## 記述問題 A
以下のエントリについて、冒頭から「left=224, top=165, right=234, bottom=176」を含む行までを、両端の行も含めて説明文ごとすべて書き出してください。その際、バウンディングボックスの座標値にはそれぞれ42を加算してください。

## 提示抜粋
-*-

デューデリジェンスとは?目的や種類、流れや費用などを解説

投稿日:2022/08/11

更新日:2022/08/11

M&Aで実施するプロセスの中に、デューデリジェンスというものがあります。

デューデリジェンスは、売り手企業の情報や買収リスクなどを把握するために重要な要素です。

この記事では、デューデリジェンスを実施する目的や流れ、種類や費用などを解説していきます。

デューデリジェンスとは?

M&Aにおけるデューデリジェンス(Due Diligence)とは、買い手企業が売り手企業に対して行う事前調査です。

日本語に略すと、Dueには「正当な・当然の」、 Diligenceには「勤勉・努力」といった意味があります。

デューデリジェンスにはさまざまな呼び名があり、「DD」「デューデリ」「買収監査」とも言われます。


M&Aによって買収する企業を調べる場合、売り手企業側から聞いただけの情報では、充分な信頼性が有るとは言い切れません。

負債やリスクなどを抱えていたことによって、買収した結果充分な利益を得られないことも考えられます。

状況によっては、売り手企業側が把握できていない情報などもあるでしょう。

充分に企業情報を確認できていない状況で買収することは、買い手企業にとって大きなリスクです。

そのため、買い手企業側はデューデリジェンスを実施して、売り手企業の情報を把握する必要があるのです。

買収後の統合作業をスムーズに進めるためにも、デューデリジェンスの実施は不可欠です。

売り手企業の協力も必要

デューデリジェンスを適切に行うためには、売り手企業側の協力も必要です。

一見すると、売り手企業側の立場から考えれば、デューデリジェンスに関して積極的に協力するメリットは無いように感じるかもしれません。

-*-

## 抽出資料

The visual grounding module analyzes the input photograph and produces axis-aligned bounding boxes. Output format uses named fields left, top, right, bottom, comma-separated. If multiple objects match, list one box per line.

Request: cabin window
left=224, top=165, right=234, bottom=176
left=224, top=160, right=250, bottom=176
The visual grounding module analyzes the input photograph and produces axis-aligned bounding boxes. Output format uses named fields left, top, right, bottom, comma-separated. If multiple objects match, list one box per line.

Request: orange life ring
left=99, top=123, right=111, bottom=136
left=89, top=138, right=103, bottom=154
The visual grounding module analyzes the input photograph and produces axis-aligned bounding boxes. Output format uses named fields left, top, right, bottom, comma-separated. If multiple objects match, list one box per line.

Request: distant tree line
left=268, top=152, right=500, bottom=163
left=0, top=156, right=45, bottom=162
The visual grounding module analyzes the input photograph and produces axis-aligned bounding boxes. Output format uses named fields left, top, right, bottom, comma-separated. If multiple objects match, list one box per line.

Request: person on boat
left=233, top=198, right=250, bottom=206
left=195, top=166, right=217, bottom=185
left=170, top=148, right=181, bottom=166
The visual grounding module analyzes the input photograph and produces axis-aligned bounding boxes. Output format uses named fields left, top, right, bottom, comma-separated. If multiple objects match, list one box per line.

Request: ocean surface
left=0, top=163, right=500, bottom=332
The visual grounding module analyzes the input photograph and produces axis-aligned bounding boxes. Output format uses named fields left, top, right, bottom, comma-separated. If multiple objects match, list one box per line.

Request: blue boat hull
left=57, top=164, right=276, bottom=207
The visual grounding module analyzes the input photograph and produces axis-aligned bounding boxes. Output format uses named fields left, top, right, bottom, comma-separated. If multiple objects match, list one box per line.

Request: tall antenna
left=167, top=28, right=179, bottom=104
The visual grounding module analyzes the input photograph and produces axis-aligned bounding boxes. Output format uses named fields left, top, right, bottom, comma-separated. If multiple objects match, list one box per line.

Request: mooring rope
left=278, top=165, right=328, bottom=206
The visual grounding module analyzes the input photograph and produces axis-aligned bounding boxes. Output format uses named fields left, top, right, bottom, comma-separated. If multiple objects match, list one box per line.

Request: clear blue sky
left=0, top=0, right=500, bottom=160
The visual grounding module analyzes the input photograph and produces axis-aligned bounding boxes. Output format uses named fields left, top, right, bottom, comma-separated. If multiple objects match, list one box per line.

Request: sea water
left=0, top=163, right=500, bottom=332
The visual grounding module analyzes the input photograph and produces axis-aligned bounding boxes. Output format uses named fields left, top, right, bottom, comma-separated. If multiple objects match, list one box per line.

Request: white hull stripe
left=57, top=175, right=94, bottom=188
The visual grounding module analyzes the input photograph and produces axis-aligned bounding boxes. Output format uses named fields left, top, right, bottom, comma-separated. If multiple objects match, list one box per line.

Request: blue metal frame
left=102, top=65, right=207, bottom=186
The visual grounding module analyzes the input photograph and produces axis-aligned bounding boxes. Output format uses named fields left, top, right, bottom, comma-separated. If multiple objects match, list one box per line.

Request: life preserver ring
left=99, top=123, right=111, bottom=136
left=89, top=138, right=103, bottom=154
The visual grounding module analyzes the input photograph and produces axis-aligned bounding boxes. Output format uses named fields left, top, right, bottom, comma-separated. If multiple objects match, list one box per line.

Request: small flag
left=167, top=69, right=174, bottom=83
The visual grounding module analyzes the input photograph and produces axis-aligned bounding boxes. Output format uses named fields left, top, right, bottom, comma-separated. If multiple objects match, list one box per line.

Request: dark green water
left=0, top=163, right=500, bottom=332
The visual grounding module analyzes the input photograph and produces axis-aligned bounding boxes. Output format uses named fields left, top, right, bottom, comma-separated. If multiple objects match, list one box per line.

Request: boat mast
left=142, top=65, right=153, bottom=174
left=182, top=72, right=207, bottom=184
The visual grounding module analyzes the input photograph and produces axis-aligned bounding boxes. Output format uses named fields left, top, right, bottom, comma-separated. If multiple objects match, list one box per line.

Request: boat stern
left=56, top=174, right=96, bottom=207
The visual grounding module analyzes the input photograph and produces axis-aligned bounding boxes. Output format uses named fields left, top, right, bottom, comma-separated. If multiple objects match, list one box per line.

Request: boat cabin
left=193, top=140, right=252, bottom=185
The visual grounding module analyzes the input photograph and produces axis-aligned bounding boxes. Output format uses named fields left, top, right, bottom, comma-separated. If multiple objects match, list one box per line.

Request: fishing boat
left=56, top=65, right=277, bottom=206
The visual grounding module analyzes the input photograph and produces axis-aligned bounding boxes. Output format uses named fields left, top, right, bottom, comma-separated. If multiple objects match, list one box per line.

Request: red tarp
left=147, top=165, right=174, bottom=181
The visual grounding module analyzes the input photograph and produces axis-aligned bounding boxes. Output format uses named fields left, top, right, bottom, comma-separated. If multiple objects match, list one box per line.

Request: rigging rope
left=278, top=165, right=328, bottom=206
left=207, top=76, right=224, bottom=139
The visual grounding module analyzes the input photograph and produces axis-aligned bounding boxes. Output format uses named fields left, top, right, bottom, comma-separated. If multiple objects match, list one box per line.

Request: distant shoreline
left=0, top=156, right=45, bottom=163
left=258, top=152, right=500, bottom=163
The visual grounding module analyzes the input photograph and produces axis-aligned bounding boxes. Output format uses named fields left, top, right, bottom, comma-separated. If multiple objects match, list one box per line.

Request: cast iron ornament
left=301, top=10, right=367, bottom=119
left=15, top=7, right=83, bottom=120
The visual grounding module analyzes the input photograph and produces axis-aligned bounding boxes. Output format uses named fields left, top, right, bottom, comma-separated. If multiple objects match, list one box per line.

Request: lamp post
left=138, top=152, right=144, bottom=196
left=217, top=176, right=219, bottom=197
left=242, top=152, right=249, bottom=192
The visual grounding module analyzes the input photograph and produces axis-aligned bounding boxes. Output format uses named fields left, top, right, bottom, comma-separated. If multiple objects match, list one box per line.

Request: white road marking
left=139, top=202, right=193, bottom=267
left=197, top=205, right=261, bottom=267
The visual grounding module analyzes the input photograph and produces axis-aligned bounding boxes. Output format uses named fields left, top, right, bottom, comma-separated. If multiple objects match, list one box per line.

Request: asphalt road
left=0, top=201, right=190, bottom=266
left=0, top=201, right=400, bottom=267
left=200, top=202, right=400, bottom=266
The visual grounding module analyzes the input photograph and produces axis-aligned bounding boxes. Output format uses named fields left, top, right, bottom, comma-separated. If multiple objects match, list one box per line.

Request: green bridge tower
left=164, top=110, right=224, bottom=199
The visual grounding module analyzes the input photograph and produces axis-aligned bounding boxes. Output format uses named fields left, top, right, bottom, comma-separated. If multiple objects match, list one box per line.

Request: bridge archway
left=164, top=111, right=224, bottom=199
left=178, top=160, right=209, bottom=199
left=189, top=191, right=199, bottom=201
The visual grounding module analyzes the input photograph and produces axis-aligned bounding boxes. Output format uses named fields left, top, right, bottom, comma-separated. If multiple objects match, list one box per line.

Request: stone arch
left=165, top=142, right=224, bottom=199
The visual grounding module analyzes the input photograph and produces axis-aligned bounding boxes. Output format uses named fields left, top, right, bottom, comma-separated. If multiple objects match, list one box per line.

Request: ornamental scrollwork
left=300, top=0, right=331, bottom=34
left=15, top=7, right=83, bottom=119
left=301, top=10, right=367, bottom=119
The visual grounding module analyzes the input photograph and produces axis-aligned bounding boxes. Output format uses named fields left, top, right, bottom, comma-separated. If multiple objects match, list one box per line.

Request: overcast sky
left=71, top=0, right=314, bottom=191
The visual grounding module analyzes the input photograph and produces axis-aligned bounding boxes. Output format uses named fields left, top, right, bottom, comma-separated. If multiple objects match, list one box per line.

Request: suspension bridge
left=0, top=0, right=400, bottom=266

-*-

## 記述問題 B
デューデリジェンスの解説記事で、デューデリジェンスの別の呼び名として挙げられているものをすべて列挙してください。

## 解答例 A
The visual grounding module analyzes the input photograph and produces axis-aligned bounding boxes. Output format uses named fields left, top, right, bottom, comma-separated. If multiple objects match, list one box per line.

Request: cabin window
left=266, top=207, right=276, bottom=218

## 解答例 B
DD
デューデリ
買収監査